--- Task statement ---
Below this task are records; return each one exactly and omit its images.

--- Text-to-region grounding data ---
──────
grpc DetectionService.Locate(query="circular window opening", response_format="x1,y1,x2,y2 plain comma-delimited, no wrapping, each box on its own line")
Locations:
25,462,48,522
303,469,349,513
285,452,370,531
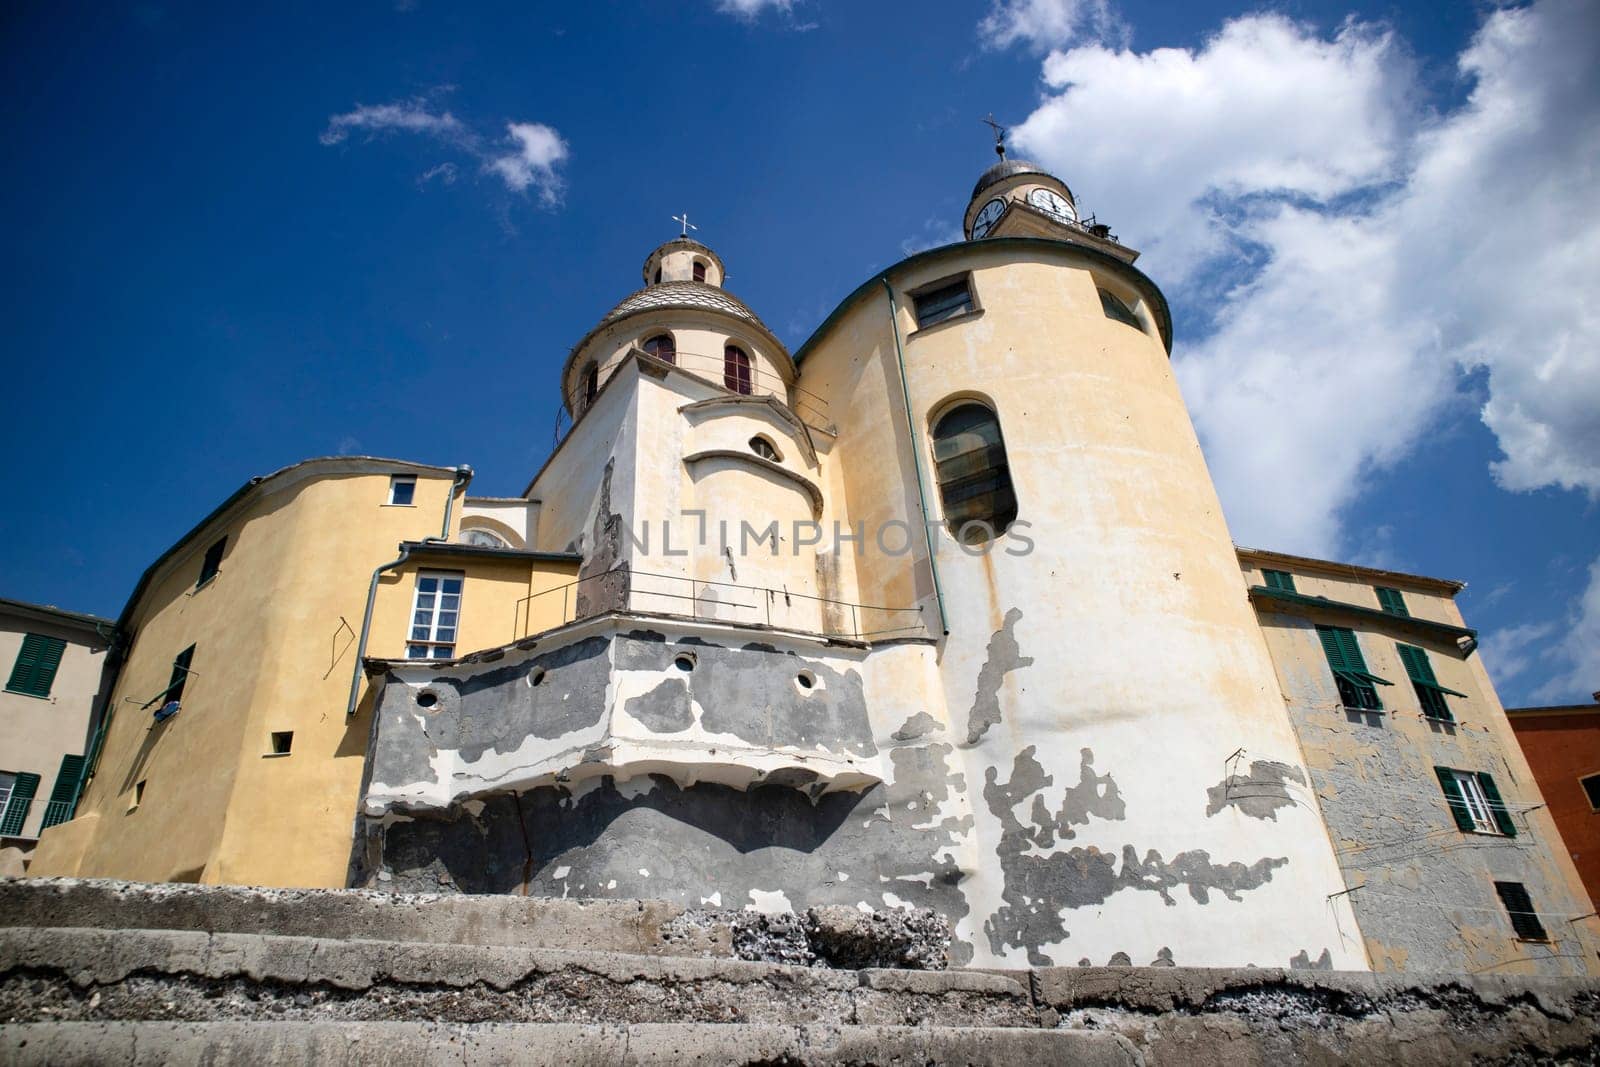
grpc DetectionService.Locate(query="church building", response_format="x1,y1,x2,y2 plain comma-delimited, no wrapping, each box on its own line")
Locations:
32,150,1598,976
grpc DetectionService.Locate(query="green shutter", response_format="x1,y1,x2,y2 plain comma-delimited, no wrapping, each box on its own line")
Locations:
1397,643,1468,698
1435,767,1475,832
1316,625,1348,670
1333,628,1392,687
6,634,66,698
40,754,86,830
1477,773,1517,837
1264,569,1296,592
0,772,40,835
1377,587,1409,616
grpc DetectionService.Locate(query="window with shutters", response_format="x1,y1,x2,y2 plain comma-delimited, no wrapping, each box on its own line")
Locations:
931,401,1018,544
197,536,227,588
723,345,752,395
1098,288,1144,332
1435,766,1516,836
1263,569,1296,592
6,633,67,699
1314,625,1391,710
910,275,976,329
1396,643,1466,721
1494,881,1548,941
0,771,39,836
1582,773,1600,812
1375,586,1409,616
642,333,676,365
408,571,464,659
40,753,85,830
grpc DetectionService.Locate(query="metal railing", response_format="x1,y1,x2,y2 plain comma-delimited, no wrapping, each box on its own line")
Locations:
512,565,928,644
40,799,72,831
552,347,834,450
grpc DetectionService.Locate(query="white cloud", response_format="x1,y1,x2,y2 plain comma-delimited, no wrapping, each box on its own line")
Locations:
1528,554,1600,704
321,96,569,205
1009,0,1600,556
900,216,965,257
715,0,793,20
979,0,1120,51
1478,618,1557,689
485,123,569,206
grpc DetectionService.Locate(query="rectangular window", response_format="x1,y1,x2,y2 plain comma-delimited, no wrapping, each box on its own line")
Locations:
1375,586,1409,616
1315,625,1391,710
912,277,975,328
1435,766,1517,836
1396,643,1466,721
40,753,85,830
155,645,196,715
1098,287,1144,331
1494,881,1548,941
1581,773,1600,811
197,536,227,588
6,633,67,699
1262,569,1296,592
388,476,416,506
269,731,293,756
407,571,464,660
0,771,40,836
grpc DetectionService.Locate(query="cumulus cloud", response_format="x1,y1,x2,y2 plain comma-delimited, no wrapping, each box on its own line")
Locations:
321,95,569,206
1009,0,1600,557
979,0,1121,52
1528,554,1600,703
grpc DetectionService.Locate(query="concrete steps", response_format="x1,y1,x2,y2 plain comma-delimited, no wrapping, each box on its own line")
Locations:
0,1022,1135,1066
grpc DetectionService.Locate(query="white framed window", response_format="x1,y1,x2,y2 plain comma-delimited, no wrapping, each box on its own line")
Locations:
1452,770,1497,834
388,476,417,506
408,571,464,659
0,772,14,816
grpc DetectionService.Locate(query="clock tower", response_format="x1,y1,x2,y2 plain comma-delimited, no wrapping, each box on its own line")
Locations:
962,141,1139,264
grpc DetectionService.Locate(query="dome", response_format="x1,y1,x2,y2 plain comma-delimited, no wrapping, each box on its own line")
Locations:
601,281,766,328
971,158,1054,200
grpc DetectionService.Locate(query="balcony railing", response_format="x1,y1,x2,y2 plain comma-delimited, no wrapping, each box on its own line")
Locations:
512,565,928,645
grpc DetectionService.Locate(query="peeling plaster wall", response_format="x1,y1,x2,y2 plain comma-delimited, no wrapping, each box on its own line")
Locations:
1257,605,1600,977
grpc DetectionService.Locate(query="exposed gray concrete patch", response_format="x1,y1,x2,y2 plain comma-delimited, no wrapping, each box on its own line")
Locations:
622,677,694,733
891,712,941,742
1204,759,1307,822
966,608,1034,745
613,632,877,758
1150,947,1175,967
574,459,628,618
438,638,613,761
367,683,441,791
982,748,1287,964
1290,948,1333,970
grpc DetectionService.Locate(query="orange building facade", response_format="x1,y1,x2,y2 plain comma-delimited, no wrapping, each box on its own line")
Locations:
1507,701,1600,909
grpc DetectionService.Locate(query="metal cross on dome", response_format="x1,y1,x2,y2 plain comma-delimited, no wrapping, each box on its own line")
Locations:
671,213,698,238
983,114,1007,159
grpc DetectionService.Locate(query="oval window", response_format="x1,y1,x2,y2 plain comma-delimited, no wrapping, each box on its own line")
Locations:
749,436,780,462
931,402,1018,543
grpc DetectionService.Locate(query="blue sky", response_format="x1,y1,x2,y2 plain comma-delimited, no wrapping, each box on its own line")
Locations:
1,0,1595,704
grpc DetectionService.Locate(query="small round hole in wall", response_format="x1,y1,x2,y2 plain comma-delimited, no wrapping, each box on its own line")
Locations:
795,670,817,692
416,690,439,709
528,668,547,687
674,653,696,672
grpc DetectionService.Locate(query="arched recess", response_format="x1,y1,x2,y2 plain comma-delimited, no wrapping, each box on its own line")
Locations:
643,333,677,365
928,399,1018,544
459,518,524,549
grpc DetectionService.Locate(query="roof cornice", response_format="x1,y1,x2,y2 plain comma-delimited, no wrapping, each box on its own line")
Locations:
1237,546,1465,595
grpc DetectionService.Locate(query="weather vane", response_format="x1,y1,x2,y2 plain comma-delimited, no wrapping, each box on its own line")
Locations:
983,114,1007,160
671,213,698,238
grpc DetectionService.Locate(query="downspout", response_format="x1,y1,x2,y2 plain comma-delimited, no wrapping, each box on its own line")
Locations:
345,465,473,718
881,277,949,637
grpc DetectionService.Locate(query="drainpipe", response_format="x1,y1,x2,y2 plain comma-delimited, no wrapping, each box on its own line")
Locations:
881,278,949,637
345,465,473,718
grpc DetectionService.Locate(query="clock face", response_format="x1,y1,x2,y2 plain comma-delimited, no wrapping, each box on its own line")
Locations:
1028,187,1077,222
970,197,1006,239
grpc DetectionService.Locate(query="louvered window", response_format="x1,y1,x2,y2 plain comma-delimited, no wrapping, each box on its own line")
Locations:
6,634,66,699
0,771,39,836
40,754,85,830
932,402,1018,544
1376,586,1409,616
1315,625,1391,710
1397,644,1466,721
912,279,975,328
1435,766,1516,836
723,346,752,395
1263,569,1296,592
1494,882,1547,941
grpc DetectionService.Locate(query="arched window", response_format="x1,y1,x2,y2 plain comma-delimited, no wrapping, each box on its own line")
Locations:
583,364,599,406
692,261,707,283
643,333,676,365
723,345,752,395
1098,287,1143,331
931,402,1017,543
749,436,780,461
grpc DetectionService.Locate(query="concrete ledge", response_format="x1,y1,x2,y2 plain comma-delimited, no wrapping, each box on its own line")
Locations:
0,1023,1138,1066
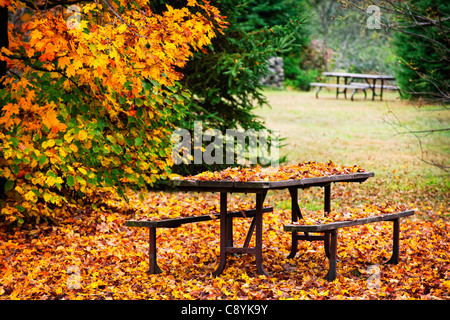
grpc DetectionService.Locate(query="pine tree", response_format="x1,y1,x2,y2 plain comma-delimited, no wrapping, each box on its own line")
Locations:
392,0,450,101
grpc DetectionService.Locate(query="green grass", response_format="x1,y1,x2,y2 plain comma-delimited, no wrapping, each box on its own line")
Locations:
256,89,449,212
258,90,448,176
──────
--- Solution ---
grpc DetectionService.Locate(query="circular window opening", response_format="x1,y1,x2,y2 plain comma-delimited, no wrapping, each box on its own line")
Locations:
25,462,48,522
303,469,349,513
285,452,370,531
grpc DetectionService.Locate(query="church building", response_format="x1,y1,x2,y2 plain comma-delimited, no wrapping, each box on its own line")
Locations:
32,150,1598,976
grpc DetectionService.Locate(query="green shutter", response_format="x1,y1,x2,y2 plain comma-delimited, no wrapping, each box on its own line")
Locations:
1397,643,1468,698
1435,767,1475,832
1316,625,1348,670
1333,628,1392,687
6,634,66,698
40,754,86,830
1477,773,1517,837
1264,569,1296,592
0,772,40,835
1377,587,1409,616
grpc DetectionService.Locate(query="window with shutters", response_format="x1,y1,x2,y2 plain comma-delimited, no wrapping, each box on its own line")
Locations:
931,401,1018,544
197,536,227,588
723,345,752,395
1098,288,1144,332
1435,766,1516,836
1263,569,1296,592
6,633,67,699
1314,625,1391,710
910,275,976,329
1396,643,1466,721
1494,881,1548,941
0,771,39,836
1582,773,1600,812
1375,586,1409,616
642,333,676,365
408,571,464,659
40,753,85,830
grpc DetectionService.Locate(query="metal railing", response_format="x1,y1,x2,y2 plain comma-delimited, no wrapping, each box on its own line")
Locations:
512,565,928,644
40,799,72,831
552,347,834,450
grpc DetectionService.Locate(query="white cloud", response_format="x1,y1,x2,y2 plain comma-delimited, no wrapping, each box on its own line")
Locations:
1528,554,1600,704
321,96,569,205
1009,0,1600,556
900,216,965,257
715,0,793,20
979,0,1120,51
1478,618,1557,689
485,123,569,206
grpc DetectionService.Locate(query="rectangular window", response_format="x1,y1,x2,y2 plain comma-delimited, no wrapping, each box on its own line")
Locations:
1375,586,1409,616
1315,625,1391,710
912,277,975,328
1435,766,1517,836
1396,643,1466,721
40,753,85,830
155,645,196,715
1098,287,1144,331
1494,881,1548,941
1581,773,1600,811
197,536,227,588
6,633,67,699
1262,569,1296,592
388,476,416,506
269,731,293,756
407,571,464,660
0,771,40,836
grpc DetectionService.Locate(query="cumulus cloud", response_format="x1,y1,x2,y2 plain comma-delimited, no wrapping, each box on its own line")
Locations:
321,95,569,206
1009,0,1600,557
979,0,1121,52
1528,554,1600,703
grpc DetectionService.Locate(query="concrete steps", response_format="x1,y1,x2,y2 plain comma-delimited, no wrapping, each box on its own line")
Locations:
0,1022,1135,1066
grpc DetectionService.Locate(query="white framed window", response_format="x1,y1,x2,y2 plain comma-delimited, no wrapping, each box on its own line")
Locations:
1452,770,1497,834
388,476,417,506
408,571,464,659
0,772,14,816
grpc DetectionService.Locate(query="clock tower", response_format="x1,y1,x2,y2 plain comma-delimited, no wrapping, each box on its own line")
Locations:
962,141,1139,264
grpc DetectionService.Locate(query="dome", response_format="x1,y1,x2,y2 plain comma-delimited, no wrapping, each box on its own line")
Locations:
601,281,766,328
971,158,1054,200
grpc DetectionService.Locate(query="balcony railing", response_format="x1,y1,x2,y2 plain comma-delimited, no wrapping, each box on its own line")
Locations:
512,565,928,645
grpc DetectionService.Locate(query="peeling plaster wall", response_format="x1,y1,x2,y2 plain comma-delimited, no wrapping, each box on its own line")
Locations:
1257,605,1600,977
grpc DetectionService.Locate(query="exposed gray concrete patch", response_format="x1,y1,x2,y2 plain comma-delimited, no wrapping, each box on its own line")
Locations:
622,677,694,733
891,712,941,742
1204,759,1307,822
966,608,1034,745
613,632,877,758
1150,947,1175,967
574,459,628,618
438,638,613,761
367,683,441,791
982,748,1287,964
1290,948,1333,970
grpc DetectionService.Locate(query="orange building facade", response_format="x1,y1,x2,y2 plain comma-delimited, no wrapping, each box on its own line")
Locations:
1507,701,1600,909
grpc DetectionService.Locate(query="metal cross on dome", response_format="x1,y1,x2,y2 plain comma-delimited, no wrapping, each box on its own line")
Locations:
671,213,698,238
983,114,1007,159
grpc DetectionService.Locate(query="oval window", response_format="x1,y1,x2,y2 plain comma-delimited, no wrapping, each box on its own line")
Locations:
749,436,780,462
931,402,1018,543
grpc DetectionService.Locate(query="blue sky", response_format="x1,y1,x2,y2 plain comma-delimited, no wrapping, each box on its own line")
Locations:
1,0,1595,704
grpc DetectionService.Locate(query="small round hole in wall", response_format="x1,y1,x2,y2 plain comma-delimited, no wrapping, each box on its own line")
Locations:
795,670,817,692
416,690,439,709
528,668,547,687
674,653,696,672
grpc DetectionService.Locate(query="arched recess", response_format="x1,y1,x2,y2 plain comma-delimited, no wrapping, each box on its own line")
Locations:
643,333,677,365
928,399,1018,544
459,518,524,549
grpc DetectionService.Locate(query="roof cornice", response_format="x1,y1,x2,y2 plain comma-delimited, no wrapping, each box on its own line")
Locations:
1237,546,1465,595
grpc DetectionService.Locate(query="weather vane", response_format="x1,y1,x2,y2 plain comma-delimited, no wrapping, each box on its own line")
Locations:
983,114,1007,160
671,213,698,238
grpc DetectionService.Locate(query="downspout", response_format="x1,y1,x2,y2 plain comma-delimited, no wrapping, each box on its own line")
Locations:
345,465,473,718
881,277,949,637
grpc DetectionService.Locate(query="drainpipe", response_format="x1,y1,x2,y2 plain comma-delimited, no wrapping, each box on its own line")
Locations:
881,278,949,637
345,465,473,718
grpc DetectionService.Locate(query="clock face", response_format="x1,y1,x2,y2 plain comma-delimited, no wrapping, each box on its own line")
Locations:
1028,187,1077,222
970,197,1006,239
grpc DetectionService.Locate(query="louvered window", response_format="x1,y1,x2,y2 plain comma-delimited, no wrapping, each box on its own line")
Locations:
6,634,66,699
0,771,39,836
40,754,85,830
932,402,1018,544
1376,586,1409,616
1315,625,1391,710
1397,644,1466,721
912,279,975,328
1435,766,1516,836
723,346,752,395
1263,569,1296,592
1494,882,1547,941
grpc DetectionService.Locate(query="arched window", response_format="x1,y1,x2,y2 plain comma-delimited, no wrapping, each box on its own line")
Locations:
583,364,599,406
692,261,707,283
643,333,676,365
723,345,752,395
1098,287,1143,331
931,402,1017,543
749,436,780,461
grpc DetectionService.Locate(query="concrete ledge", response_format="x1,y1,x2,y2 plain comma-delimited, no wrapping, each box on its own line")
Locations:
0,1023,1138,1066
grpc DetectionService.Locate(query="pine tree", response_format="x1,y1,x2,y2 plain comma-delimited, no wrapping, each box on its own line")
Locations:
392,0,450,101
grpc DetectionService.Locate(query="green grass", response_format="x1,y1,x2,y2 plain comma-delimited, no wrapping, each box on its own line")
Locations:
256,89,449,212
258,90,448,176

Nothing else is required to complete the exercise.